→ **Set task**: Copy the material below, changing "sample layout" to "example format" everywhere it occurs and leaving all else the same.
##### Data for this task
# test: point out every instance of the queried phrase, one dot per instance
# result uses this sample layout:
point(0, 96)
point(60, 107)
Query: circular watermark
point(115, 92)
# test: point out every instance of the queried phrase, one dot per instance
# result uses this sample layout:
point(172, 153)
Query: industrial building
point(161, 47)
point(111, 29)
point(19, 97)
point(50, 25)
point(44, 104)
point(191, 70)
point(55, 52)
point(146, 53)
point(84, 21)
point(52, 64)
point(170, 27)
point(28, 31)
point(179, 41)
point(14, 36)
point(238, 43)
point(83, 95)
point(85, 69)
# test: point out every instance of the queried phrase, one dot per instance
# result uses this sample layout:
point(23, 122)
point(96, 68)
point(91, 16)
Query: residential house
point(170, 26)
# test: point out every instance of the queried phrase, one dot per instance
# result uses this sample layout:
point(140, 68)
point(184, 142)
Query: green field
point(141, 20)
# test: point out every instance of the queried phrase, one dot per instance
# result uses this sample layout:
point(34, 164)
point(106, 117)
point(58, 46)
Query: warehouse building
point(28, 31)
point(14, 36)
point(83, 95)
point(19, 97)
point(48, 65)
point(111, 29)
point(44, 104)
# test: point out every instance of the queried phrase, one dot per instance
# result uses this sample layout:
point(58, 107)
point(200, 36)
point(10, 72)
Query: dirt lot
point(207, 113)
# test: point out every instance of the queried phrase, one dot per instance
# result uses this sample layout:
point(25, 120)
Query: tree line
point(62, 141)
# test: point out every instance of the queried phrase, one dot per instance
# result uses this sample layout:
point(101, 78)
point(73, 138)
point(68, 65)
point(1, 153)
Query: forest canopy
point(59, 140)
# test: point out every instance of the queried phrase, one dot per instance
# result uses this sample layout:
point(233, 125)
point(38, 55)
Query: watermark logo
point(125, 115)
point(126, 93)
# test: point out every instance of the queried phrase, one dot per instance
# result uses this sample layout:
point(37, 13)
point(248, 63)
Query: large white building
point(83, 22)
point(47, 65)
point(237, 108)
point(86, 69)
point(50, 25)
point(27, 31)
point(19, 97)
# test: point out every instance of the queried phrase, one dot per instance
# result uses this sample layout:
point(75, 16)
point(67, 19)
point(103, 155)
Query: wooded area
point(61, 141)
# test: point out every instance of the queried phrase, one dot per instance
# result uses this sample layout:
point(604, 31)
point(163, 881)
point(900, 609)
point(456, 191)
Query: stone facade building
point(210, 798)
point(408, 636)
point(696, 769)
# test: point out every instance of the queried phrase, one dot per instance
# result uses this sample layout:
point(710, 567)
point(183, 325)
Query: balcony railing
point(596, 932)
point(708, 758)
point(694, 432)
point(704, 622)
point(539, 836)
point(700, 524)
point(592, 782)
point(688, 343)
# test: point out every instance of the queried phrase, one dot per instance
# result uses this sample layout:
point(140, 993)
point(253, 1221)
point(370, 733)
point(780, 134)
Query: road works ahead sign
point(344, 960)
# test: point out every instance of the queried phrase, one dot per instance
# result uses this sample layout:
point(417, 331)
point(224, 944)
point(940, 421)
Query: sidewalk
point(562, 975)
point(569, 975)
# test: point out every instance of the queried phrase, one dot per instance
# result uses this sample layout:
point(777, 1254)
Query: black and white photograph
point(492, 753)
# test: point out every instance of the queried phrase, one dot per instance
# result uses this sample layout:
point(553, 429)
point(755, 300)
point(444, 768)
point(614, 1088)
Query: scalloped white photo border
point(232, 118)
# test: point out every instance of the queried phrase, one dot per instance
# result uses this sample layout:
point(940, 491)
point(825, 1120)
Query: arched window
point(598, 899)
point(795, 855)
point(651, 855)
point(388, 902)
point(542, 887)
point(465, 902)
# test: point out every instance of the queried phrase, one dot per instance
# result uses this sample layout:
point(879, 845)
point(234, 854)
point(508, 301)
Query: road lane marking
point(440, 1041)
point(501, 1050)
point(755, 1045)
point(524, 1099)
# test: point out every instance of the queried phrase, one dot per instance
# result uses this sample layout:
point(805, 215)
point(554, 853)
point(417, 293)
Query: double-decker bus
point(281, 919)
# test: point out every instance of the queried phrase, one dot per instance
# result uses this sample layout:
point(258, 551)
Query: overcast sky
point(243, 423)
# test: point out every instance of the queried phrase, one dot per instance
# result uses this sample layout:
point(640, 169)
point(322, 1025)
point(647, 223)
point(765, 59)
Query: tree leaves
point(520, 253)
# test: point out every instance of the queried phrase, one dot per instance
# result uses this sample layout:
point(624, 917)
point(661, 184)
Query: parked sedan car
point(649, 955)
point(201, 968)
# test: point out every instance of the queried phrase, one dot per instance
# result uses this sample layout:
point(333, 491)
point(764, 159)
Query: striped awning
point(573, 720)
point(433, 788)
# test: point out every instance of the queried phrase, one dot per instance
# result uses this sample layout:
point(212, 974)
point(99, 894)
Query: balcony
##########
→ **Exercise answer**:
# test: point out every instance of the queried phrase, one dot per instance
# result uses this example format:
point(0, 96)
point(60, 107)
Query: circular watermark
point(115, 92)
# test: point out every instance of the queried phrase, one dot per instance
# result uses this example format:
point(172, 153)
Query: industrial building
point(161, 47)
point(111, 29)
point(19, 97)
point(50, 25)
point(44, 104)
point(191, 70)
point(55, 52)
point(146, 53)
point(84, 21)
point(52, 64)
point(170, 27)
point(28, 31)
point(179, 41)
point(14, 36)
point(238, 43)
point(83, 95)
point(85, 69)
# test: point out every instance of the queried phrase, one dot per instance
# result uses this example format:
point(23, 122)
point(96, 68)
point(91, 16)
Query: residential house
point(170, 26)
# test: point out every instance of the queried phrase, one dot per instance
# result uses this example format:
point(140, 68)
point(184, 142)
Query: green field
point(141, 20)
# test: point out every instance of the queried phrase, one dot per instance
# result uses this example format:
point(34, 164)
point(106, 117)
point(58, 46)
Query: warehouse building
point(28, 31)
point(14, 36)
point(83, 95)
point(19, 97)
point(48, 65)
point(111, 29)
point(44, 104)
# test: point out every instance of the queried phrase, one dot per instance
# result uses this example format:
point(58, 107)
point(200, 36)
point(10, 72)
Query: dirt lot
point(207, 113)
# test: point out every instance of the queried phrase, one dot per instance
# result uses this example format:
point(25, 120)
Query: tree line
point(62, 141)
# test: point out every instance of the queried phrase, one dot per instance
# result uses this example format:
point(101, 78)
point(73, 138)
point(68, 65)
point(1, 153)
Query: forest canopy
point(59, 140)
# test: point out every instance of the queried phrase, one dot per instance
# result uses this example format:
point(233, 125)
point(38, 55)
Query: watermark logo
point(125, 115)
point(126, 93)
# test: point out every instance of the queried phrase, one dot per instance
# result uses this example format:
point(37, 13)
point(248, 63)
Query: large white building
point(83, 22)
point(47, 65)
point(237, 108)
point(86, 69)
point(50, 25)
point(27, 31)
point(19, 97)
# test: point out every instance of the queried phrase, one dot per instance
# result uses this example format:
point(75, 16)
point(67, 19)
point(103, 155)
Query: wooded area
point(61, 141)
# test: point out every instance of the queried phrase, one dot per instance
# result uses this example format:
point(604, 31)
point(163, 881)
point(900, 609)
point(456, 191)
Query: stone facade building
point(210, 798)
point(408, 636)
point(696, 769)
# test: point out every instance of the queried phrase, one dot per instance
# result uses this example format:
point(710, 567)
point(183, 325)
Query: balcony railing
point(596, 932)
point(708, 758)
point(694, 432)
point(704, 622)
point(539, 836)
point(700, 524)
point(592, 782)
point(688, 343)
# test: point out every instance of the queried phrase, one dot per instance
# result uses this example format:
point(140, 993)
point(253, 1221)
point(370, 733)
point(780, 134)
Query: road works ahead sign
point(344, 960)
# test: point out every instance of the queried phrase, one dot per instance
# result uses this example format:
point(417, 331)
point(224, 944)
point(940, 421)
Query: sidewalk
point(562, 975)
point(569, 975)
# test: point out every instance of the queried phrase, one dot per instance
# result uses this example format:
point(777, 1254)
Query: black and white photograph
point(492, 753)
# test: point out every instance of the queried phrase, one dot per instance
# result uses this example format:
point(553, 429)
point(755, 300)
point(444, 768)
point(614, 1088)
Query: scalloped white photo border
point(232, 118)
# test: point out every instance of the queried phrase, one dot per instance
# result uses this example format:
point(940, 491)
point(825, 1120)
Query: arched window
point(598, 899)
point(795, 855)
point(651, 855)
point(388, 902)
point(542, 887)
point(465, 902)
# test: point out every instance of the queried phrase, one dot per instance
# result uses this example format:
point(879, 845)
point(234, 854)
point(508, 301)
Query: road lane marking
point(440, 1041)
point(501, 1050)
point(755, 1045)
point(524, 1099)
# test: point out every instance of the queried phrase, one dot per instance
# result uses this example format:
point(805, 215)
point(554, 853)
point(417, 293)
Query: double-decker bus
point(281, 919)
# test: point out every instance of the queried phrase, one dot per instance
# result uses this example format:
point(258, 551)
Query: overcast sky
point(243, 423)
# test: point out every instance of the queried phrase, one dot per instance
# result uses this example format:
point(640, 169)
point(322, 1025)
point(647, 223)
point(765, 59)
Query: tree leaves
point(520, 253)
# test: point out every instance of the queried phrase, one dot per instance
# result uses this example format:
point(624, 917)
point(661, 184)
Query: parked sedan car
point(649, 955)
point(201, 968)
# test: point out every instance of the queried phrase, one dot per instance
# result uses this example format:
point(333, 491)
point(764, 159)
Query: striped awning
point(573, 720)
point(433, 788)
# test: point out every instance of the queried phrase, one dot per instance
# result uses this example format:
point(212, 974)
point(99, 894)
Query: balcony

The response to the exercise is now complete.